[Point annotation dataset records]

* BEGIN *

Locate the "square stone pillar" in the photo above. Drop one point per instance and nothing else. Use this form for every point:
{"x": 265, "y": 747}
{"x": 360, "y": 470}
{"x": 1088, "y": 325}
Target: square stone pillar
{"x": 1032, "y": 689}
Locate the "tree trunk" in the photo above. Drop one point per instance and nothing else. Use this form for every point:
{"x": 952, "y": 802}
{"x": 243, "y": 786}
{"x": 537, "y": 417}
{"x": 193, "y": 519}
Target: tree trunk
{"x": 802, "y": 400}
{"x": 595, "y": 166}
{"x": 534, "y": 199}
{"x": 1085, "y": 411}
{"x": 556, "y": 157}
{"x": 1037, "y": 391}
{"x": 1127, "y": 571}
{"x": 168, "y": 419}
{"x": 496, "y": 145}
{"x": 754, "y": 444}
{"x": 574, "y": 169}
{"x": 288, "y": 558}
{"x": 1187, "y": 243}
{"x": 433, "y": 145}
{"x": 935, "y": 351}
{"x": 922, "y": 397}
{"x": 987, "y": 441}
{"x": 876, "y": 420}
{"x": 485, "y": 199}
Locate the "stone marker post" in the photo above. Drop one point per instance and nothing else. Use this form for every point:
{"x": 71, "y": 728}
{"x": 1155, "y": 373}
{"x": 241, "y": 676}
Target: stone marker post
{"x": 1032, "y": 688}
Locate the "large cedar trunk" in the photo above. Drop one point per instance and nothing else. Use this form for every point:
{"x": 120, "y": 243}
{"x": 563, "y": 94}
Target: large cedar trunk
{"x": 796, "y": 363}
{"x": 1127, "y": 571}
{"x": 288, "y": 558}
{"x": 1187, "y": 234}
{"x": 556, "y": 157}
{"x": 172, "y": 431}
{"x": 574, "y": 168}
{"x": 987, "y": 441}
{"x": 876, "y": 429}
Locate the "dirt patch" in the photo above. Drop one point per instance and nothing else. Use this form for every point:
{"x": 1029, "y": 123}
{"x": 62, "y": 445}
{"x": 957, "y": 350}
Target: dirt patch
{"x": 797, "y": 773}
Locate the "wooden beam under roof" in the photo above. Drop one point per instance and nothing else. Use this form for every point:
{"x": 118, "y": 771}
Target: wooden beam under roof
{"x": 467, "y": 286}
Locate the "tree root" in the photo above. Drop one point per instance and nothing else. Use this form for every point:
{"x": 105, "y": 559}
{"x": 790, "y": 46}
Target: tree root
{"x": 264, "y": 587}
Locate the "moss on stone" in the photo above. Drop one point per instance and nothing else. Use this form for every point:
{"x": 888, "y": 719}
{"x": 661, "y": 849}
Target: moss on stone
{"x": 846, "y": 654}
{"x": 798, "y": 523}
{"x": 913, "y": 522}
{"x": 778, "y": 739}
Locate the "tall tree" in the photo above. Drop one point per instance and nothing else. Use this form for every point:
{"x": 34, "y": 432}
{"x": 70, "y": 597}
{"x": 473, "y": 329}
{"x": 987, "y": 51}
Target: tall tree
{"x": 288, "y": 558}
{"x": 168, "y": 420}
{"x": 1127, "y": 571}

* END *

_Task directions_
Retype the listing. Match it exactly.

_Result of this exercise_
Locate the "square stone pillar" in the photo above. Drop one point per instance and nothing else. Use this form for every point:
{"x": 265, "y": 747}
{"x": 360, "y": 470}
{"x": 1088, "y": 325}
Target: square stone pillar
{"x": 1032, "y": 689}
Locate the "tree trunk" in the photo above. Drop one point per instance and nothing else. Use this form for every point:
{"x": 952, "y": 802}
{"x": 243, "y": 786}
{"x": 537, "y": 417}
{"x": 193, "y": 519}
Target: tree trunk
{"x": 802, "y": 400}
{"x": 595, "y": 166}
{"x": 534, "y": 199}
{"x": 1085, "y": 411}
{"x": 556, "y": 157}
{"x": 1037, "y": 391}
{"x": 1127, "y": 571}
{"x": 168, "y": 419}
{"x": 496, "y": 145}
{"x": 754, "y": 444}
{"x": 574, "y": 169}
{"x": 288, "y": 558}
{"x": 1187, "y": 243}
{"x": 433, "y": 145}
{"x": 935, "y": 351}
{"x": 922, "y": 397}
{"x": 987, "y": 441}
{"x": 876, "y": 420}
{"x": 485, "y": 199}
Locate the "stone marker post" in the photo above. Drop one point per instance and nothing else. Use this form for every point:
{"x": 71, "y": 728}
{"x": 1155, "y": 373}
{"x": 241, "y": 676}
Target: stone marker post
{"x": 1032, "y": 688}
Locate the "large cedar trunk" in the photo above. Drop one point per instance and nothing else. Use this form for every point:
{"x": 120, "y": 243}
{"x": 563, "y": 94}
Target: large cedar trunk
{"x": 796, "y": 363}
{"x": 1127, "y": 571}
{"x": 288, "y": 558}
{"x": 1187, "y": 234}
{"x": 556, "y": 157}
{"x": 172, "y": 431}
{"x": 574, "y": 168}
{"x": 987, "y": 441}
{"x": 876, "y": 429}
Locate the "dirt patch" in the photo above. Drop one point per instance and nothing else. Use this form for every point:
{"x": 1029, "y": 123}
{"x": 62, "y": 445}
{"x": 957, "y": 350}
Target: dirt patch
{"x": 797, "y": 773}
Locate the "wooden beam under roof" in the photo above. Drop one point per instance and nothing else. Use this form for every point:
{"x": 118, "y": 771}
Target: wooden beam under roof
{"x": 467, "y": 286}
Locate the "tree root" in the photo above. Drop one point per instance and nothing else. Use this form for every point:
{"x": 105, "y": 559}
{"x": 790, "y": 46}
Target: tree root
{"x": 264, "y": 587}
Locate the "moss on stone" in the photo above. Drop one point per instance and nothing else. Use this form for every point:
{"x": 888, "y": 719}
{"x": 661, "y": 849}
Target: moss on stone
{"x": 846, "y": 654}
{"x": 798, "y": 523}
{"x": 913, "y": 522}
{"x": 778, "y": 739}
Locate the "tall tree" in the photo above. Drop one point per instance and nothing else. Use this form for every point:
{"x": 34, "y": 432}
{"x": 70, "y": 597}
{"x": 473, "y": 329}
{"x": 987, "y": 51}
Target: tall tree
{"x": 288, "y": 558}
{"x": 168, "y": 420}
{"x": 1127, "y": 571}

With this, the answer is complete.